# [WHAT YOU WILL DO]
For each statement, say whether it agrees with the page on the Kubernetes 1.31 upgrade, answering yes or no and quoting the words of the page that decide it. 1. The upgrade of the wikikube codfw cluster is planned for Monday, 2025-06-23. 2. The test depool will run during the UTC afternoon backport window. 3. Further changes are required for the depool test.

Page MenuHomePhabricator

Update wikikube codfw to kubernetes 1.31
Closed, ResolvedPublic

Description

We're planning to update the wikikube codfw cluster to kubernetes 1.31 on Monday, 2025-06-23 during the UTC mid-day MW-Infra window, 10:00 - 11:00 UTC (which gives us another 2 hours before the UTC afternoon backport window).

Required patches:

Since we're going to depool the whole codfw cluster we will be running a test depool during the UTC mid-day MW-Infra window on 2025-06-18.

As of https://gerrit.wikimedia.org/r/c/operations/deployment-charts/+/1127859 we're still running mw-web and mw-api-ext with replicas suitable for single-DC serving. So for the depool test, no further changes are required.

Upgrade process is:

  • Deploy all services to ensure the current version in git can be deployed, revert all patches that break deployments (if any)
  • scap lock --all "Kubernetes upgrade"

# [SUPPLIED RECORDS]
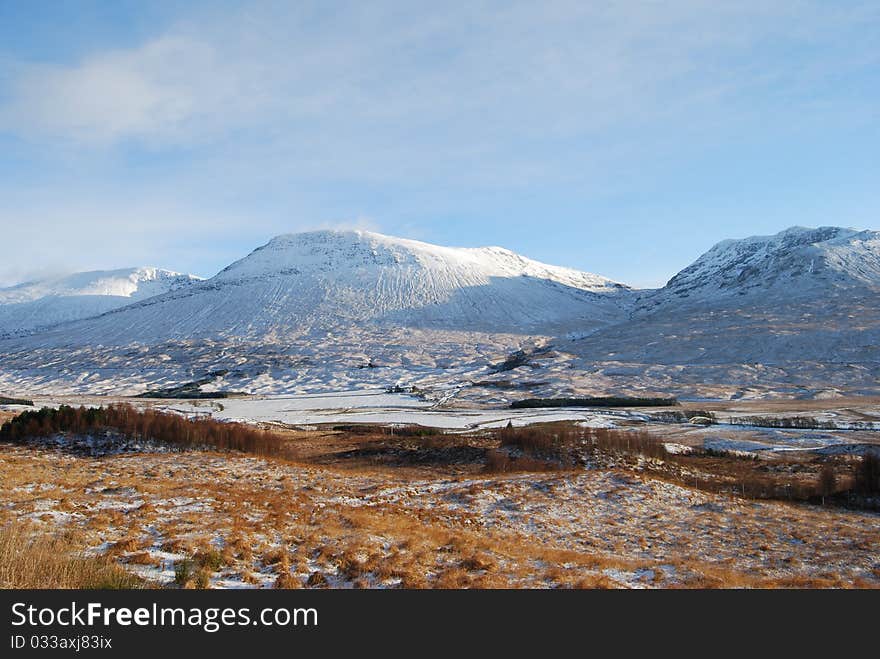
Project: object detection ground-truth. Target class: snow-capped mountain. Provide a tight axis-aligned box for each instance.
[24,231,634,345]
[572,227,880,385]
[0,227,880,402]
[0,267,199,336]
[645,227,880,307]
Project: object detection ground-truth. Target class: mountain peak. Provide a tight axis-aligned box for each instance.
[651,226,880,302]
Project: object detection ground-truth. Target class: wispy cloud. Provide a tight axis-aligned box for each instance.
[0,0,880,286]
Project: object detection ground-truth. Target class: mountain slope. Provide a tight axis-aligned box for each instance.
[27,231,634,345]
[644,227,880,309]
[0,267,198,336]
[578,227,880,372]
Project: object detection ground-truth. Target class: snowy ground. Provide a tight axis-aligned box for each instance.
[0,445,880,588]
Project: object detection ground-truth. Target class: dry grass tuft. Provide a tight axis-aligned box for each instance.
[0,526,144,589]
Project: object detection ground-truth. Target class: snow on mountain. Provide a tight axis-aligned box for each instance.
[570,227,880,391]
[0,227,880,404]
[0,267,199,336]
[27,231,634,345]
[645,227,880,308]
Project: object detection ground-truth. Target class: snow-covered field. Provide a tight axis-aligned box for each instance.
[153,390,632,430]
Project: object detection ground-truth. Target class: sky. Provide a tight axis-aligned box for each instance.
[0,0,880,287]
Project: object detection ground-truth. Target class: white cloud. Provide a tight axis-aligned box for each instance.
[0,1,876,149]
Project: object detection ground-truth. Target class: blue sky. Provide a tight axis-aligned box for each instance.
[0,0,880,286]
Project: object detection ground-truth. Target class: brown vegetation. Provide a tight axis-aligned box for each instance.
[0,525,144,589]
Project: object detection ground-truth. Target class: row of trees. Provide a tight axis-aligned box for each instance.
[0,404,293,458]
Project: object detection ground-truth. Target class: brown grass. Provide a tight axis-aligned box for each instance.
[0,526,144,589]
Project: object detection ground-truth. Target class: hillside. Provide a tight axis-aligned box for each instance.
[0,267,198,336]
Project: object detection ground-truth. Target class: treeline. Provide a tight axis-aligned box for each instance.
[0,396,34,407]
[0,404,294,459]
[729,416,874,430]
[510,396,678,410]
[485,423,880,508]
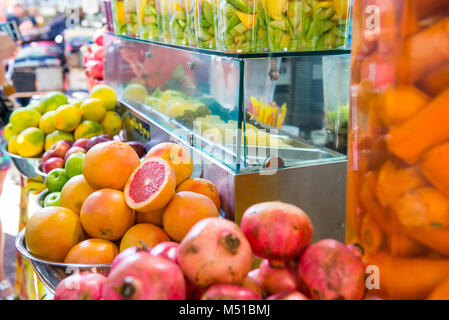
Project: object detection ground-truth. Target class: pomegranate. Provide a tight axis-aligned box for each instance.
[111,246,150,271]
[201,283,261,300]
[259,259,299,294]
[151,241,179,263]
[102,254,186,300]
[178,218,252,288]
[266,291,310,300]
[241,201,313,265]
[54,272,106,300]
[298,239,365,300]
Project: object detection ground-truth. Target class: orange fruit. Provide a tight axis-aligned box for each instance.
[64,239,118,264]
[25,207,84,261]
[162,191,218,242]
[120,223,170,252]
[176,178,220,210]
[60,174,95,215]
[145,142,193,186]
[136,208,165,227]
[80,189,136,241]
[124,158,176,212]
[83,141,140,190]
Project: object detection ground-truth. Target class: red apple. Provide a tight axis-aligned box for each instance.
[64,146,86,161]
[42,157,64,173]
[42,140,72,162]
[72,138,89,150]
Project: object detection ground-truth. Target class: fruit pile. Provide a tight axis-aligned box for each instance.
[4,85,122,157]
[55,202,365,300]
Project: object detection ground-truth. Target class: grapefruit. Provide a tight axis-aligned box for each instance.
[83,141,140,190]
[60,174,95,214]
[145,142,193,186]
[136,207,165,227]
[64,239,118,264]
[124,158,176,212]
[25,207,84,261]
[176,178,221,210]
[120,223,170,252]
[80,189,136,241]
[162,191,218,242]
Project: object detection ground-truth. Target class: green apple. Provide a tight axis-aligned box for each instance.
[45,168,69,192]
[65,152,85,179]
[44,192,61,207]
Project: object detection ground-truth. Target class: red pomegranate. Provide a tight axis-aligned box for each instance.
[241,201,313,265]
[54,272,106,300]
[298,239,365,300]
[201,283,261,300]
[178,218,252,288]
[102,254,186,300]
[259,259,298,294]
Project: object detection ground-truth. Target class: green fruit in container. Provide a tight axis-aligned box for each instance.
[45,130,73,151]
[44,192,61,207]
[90,84,117,111]
[40,91,69,114]
[45,168,69,192]
[75,120,104,140]
[9,107,41,132]
[3,123,20,142]
[17,128,45,157]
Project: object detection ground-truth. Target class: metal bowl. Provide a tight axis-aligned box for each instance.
[16,229,111,293]
[2,143,42,179]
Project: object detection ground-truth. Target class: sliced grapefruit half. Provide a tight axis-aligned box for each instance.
[125,158,176,212]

# [PROBLEM SOLUTION]
1. Yes: "on Monday, 2025-06-23 during the UTC mid-day MW-Infra window"
2. No: "we will be running a test depool during the UTC mid-day MW-Infra window on 2025-06-18"
3. No: "So for the depool test, no further changes are required."